== EXERCISE DESCRIPTION ==
Only the lines starting at the one that contains "[mark] the blurred" and running to the end should be repeated, exactly as written.

== Rows from a dataset ==
* * * * *

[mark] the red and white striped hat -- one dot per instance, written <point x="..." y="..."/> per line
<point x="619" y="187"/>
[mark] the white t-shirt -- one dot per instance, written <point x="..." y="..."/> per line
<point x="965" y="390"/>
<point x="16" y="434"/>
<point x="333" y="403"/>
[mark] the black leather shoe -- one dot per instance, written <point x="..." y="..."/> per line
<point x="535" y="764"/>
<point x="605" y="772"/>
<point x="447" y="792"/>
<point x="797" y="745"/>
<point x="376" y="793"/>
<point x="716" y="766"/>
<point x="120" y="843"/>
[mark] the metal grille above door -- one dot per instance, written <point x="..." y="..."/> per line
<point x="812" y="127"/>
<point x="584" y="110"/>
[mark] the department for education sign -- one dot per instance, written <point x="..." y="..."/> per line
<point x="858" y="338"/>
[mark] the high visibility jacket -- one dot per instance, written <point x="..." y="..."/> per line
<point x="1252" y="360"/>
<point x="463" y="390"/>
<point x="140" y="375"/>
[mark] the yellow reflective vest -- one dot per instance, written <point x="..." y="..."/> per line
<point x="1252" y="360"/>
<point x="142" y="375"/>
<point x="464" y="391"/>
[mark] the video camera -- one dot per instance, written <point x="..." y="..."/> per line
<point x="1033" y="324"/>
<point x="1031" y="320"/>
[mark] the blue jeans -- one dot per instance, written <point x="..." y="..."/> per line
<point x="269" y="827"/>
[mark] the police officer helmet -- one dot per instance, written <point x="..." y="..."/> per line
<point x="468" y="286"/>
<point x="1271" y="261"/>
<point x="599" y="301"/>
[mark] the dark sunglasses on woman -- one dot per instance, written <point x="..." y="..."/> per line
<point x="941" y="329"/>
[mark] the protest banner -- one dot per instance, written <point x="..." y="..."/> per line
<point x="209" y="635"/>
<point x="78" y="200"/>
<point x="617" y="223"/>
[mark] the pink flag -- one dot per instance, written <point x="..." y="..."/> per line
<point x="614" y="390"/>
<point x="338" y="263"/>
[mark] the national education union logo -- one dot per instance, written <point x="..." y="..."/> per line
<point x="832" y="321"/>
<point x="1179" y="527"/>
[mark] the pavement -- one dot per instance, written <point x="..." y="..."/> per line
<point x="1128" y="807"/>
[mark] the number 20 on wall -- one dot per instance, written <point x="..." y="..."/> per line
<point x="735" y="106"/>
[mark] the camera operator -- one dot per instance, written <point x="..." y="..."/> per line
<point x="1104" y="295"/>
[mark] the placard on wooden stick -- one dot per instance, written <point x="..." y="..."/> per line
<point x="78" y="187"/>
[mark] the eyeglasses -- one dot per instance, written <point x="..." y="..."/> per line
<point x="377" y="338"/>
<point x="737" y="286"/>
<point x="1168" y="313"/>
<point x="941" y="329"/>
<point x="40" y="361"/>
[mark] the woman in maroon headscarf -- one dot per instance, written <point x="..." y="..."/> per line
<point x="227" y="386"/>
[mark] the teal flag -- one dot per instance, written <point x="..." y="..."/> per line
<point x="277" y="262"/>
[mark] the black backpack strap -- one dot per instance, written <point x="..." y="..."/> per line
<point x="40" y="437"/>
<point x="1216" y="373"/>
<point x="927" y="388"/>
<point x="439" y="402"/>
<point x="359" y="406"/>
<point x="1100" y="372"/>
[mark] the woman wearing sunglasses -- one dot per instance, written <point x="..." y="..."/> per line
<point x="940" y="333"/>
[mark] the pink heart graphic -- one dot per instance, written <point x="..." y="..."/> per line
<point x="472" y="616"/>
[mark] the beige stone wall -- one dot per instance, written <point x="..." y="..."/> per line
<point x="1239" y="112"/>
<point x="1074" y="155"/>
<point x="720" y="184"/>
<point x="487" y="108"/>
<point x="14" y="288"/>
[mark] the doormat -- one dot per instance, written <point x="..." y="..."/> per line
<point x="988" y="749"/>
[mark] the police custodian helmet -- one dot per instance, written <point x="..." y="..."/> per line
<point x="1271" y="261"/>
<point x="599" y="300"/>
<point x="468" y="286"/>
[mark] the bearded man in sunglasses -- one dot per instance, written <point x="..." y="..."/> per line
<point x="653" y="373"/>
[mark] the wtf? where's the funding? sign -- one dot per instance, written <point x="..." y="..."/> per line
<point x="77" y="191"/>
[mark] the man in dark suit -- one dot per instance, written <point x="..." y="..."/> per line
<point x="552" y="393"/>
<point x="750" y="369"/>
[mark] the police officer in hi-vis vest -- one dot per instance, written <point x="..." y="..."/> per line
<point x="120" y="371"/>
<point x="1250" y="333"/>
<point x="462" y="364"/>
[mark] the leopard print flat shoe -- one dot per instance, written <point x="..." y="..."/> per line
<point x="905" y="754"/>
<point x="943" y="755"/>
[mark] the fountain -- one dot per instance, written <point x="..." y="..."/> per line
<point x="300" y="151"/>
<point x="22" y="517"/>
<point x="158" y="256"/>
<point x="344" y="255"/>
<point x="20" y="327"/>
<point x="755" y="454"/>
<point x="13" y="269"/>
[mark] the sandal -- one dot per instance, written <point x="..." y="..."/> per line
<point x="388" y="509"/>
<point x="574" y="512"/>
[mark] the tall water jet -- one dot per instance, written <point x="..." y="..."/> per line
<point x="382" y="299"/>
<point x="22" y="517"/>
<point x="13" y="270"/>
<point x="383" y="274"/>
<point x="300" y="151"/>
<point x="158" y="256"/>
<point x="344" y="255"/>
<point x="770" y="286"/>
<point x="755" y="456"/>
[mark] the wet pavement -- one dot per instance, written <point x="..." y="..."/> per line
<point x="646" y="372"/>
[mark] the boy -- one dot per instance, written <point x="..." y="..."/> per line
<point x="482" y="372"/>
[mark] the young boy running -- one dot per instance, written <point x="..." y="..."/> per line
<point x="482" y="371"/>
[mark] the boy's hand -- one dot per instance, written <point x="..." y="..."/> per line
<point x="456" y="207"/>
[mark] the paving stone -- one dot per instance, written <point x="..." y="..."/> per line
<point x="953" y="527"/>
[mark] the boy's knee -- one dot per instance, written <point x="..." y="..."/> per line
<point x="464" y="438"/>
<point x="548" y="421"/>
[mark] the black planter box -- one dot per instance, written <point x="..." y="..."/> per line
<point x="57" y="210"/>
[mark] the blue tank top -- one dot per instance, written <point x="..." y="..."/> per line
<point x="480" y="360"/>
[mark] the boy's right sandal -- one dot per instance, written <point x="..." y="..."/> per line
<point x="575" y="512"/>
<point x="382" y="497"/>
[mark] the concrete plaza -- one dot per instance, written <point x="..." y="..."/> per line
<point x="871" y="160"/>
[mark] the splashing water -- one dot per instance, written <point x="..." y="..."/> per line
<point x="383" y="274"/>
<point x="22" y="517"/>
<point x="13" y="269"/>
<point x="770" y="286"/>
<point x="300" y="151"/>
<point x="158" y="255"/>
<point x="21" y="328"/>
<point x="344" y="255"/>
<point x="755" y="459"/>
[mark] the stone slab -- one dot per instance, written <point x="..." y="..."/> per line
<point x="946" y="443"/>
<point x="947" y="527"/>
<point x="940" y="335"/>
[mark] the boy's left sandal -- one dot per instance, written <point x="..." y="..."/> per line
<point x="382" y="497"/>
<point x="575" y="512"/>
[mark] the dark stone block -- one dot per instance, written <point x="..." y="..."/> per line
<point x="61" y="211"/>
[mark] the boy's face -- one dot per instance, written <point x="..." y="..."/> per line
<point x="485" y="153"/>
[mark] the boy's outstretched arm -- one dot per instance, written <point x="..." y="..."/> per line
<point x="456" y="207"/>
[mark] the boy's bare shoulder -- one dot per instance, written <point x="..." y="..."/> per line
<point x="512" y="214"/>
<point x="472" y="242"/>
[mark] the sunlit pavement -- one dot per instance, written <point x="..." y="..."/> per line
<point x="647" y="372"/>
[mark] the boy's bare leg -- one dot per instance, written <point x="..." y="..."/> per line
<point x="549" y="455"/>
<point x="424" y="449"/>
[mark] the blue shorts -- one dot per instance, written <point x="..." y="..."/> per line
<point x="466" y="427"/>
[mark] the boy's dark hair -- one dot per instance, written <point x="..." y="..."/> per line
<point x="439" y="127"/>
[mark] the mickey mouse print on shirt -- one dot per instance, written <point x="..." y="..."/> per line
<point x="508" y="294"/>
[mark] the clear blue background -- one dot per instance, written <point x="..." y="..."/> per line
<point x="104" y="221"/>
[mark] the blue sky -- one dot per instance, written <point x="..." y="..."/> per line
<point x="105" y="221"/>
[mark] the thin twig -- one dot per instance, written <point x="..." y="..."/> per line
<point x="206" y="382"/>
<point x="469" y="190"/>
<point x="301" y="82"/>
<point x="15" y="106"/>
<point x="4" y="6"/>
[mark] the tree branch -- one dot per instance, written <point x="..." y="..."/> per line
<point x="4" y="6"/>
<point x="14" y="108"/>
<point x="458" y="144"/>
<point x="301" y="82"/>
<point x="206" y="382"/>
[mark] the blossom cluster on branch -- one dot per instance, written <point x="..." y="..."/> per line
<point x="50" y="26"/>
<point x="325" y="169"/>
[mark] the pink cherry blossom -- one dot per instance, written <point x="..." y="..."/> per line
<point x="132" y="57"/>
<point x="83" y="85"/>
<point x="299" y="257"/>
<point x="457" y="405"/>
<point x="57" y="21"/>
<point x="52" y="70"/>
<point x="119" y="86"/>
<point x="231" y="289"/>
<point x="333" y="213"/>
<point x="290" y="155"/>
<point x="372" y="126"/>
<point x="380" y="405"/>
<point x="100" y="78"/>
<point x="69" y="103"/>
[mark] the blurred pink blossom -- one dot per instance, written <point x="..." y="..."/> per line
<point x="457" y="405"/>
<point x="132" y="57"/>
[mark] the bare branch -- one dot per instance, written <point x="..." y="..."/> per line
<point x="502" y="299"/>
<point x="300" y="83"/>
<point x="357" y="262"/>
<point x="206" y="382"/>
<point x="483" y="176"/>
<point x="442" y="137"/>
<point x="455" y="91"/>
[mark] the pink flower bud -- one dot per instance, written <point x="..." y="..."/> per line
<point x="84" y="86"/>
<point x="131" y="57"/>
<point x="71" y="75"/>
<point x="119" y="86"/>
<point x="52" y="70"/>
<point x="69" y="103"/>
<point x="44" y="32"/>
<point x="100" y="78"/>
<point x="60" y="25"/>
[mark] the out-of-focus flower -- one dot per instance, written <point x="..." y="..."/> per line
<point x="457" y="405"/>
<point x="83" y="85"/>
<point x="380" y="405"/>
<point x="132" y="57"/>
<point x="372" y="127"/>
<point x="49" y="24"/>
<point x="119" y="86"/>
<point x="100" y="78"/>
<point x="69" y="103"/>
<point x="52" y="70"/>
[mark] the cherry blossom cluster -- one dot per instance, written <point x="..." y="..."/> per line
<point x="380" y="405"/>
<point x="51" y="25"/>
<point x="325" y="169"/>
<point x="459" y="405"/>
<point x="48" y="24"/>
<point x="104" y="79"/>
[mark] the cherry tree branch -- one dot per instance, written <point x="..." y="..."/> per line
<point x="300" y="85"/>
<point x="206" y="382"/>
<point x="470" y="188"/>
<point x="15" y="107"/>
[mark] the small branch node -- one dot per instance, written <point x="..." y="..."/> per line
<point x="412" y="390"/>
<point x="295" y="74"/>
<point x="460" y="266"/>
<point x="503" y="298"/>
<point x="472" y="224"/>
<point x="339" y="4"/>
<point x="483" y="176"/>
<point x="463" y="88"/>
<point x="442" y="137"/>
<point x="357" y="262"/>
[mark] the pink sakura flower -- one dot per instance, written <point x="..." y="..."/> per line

* * * * *

== EXERCISE SOLUTION ==
[mark] the blurred pink blossom -- one dot per instance, written <point x="..." y="..."/> per line
<point x="457" y="405"/>
<point x="132" y="57"/>
[mark] the bare branch -- one dot per instance, written <point x="..." y="..."/> per line
<point x="502" y="299"/>
<point x="300" y="83"/>
<point x="357" y="262"/>
<point x="206" y="382"/>
<point x="483" y="176"/>
<point x="442" y="137"/>
<point x="455" y="91"/>
[mark] the pink flower bud -- one dot per instance, written <point x="..." y="..."/> per line
<point x="84" y="86"/>
<point x="131" y="57"/>
<point x="71" y="75"/>
<point x="119" y="86"/>
<point x="52" y="70"/>
<point x="69" y="103"/>
<point x="44" y="32"/>
<point x="100" y="78"/>
<point x="60" y="25"/>
[mark] the out-of-focus flower -- one dot per instance, written <point x="..." y="..."/> per line
<point x="457" y="405"/>
<point x="83" y="85"/>
<point x="380" y="405"/>
<point x="132" y="57"/>
<point x="372" y="127"/>
<point x="49" y="24"/>
<point x="119" y="86"/>
<point x="100" y="78"/>
<point x="69" y="103"/>
<point x="52" y="70"/>
[mark] the cherry blossom cluster -- one dot per instance, written <point x="..." y="..."/> per line
<point x="380" y="405"/>
<point x="51" y="25"/>
<point x="325" y="169"/>
<point x="459" y="405"/>
<point x="48" y="24"/>
<point x="104" y="79"/>
[mark] the cherry tree branch -- one dot per instance, written <point x="..." y="..."/> per line
<point x="300" y="85"/>
<point x="206" y="382"/>
<point x="470" y="188"/>
<point x="15" y="107"/>
[mark] the small branch node -- one dot per instance, written <point x="..." y="..."/> per line
<point x="412" y="390"/>
<point x="295" y="74"/>
<point x="460" y="266"/>
<point x="503" y="298"/>
<point x="472" y="224"/>
<point x="339" y="4"/>
<point x="483" y="176"/>
<point x="463" y="88"/>
<point x="442" y="137"/>
<point x="357" y="262"/>
[mark] the pink sakura flower -- one dot per instance, written <point x="..." y="..."/> per line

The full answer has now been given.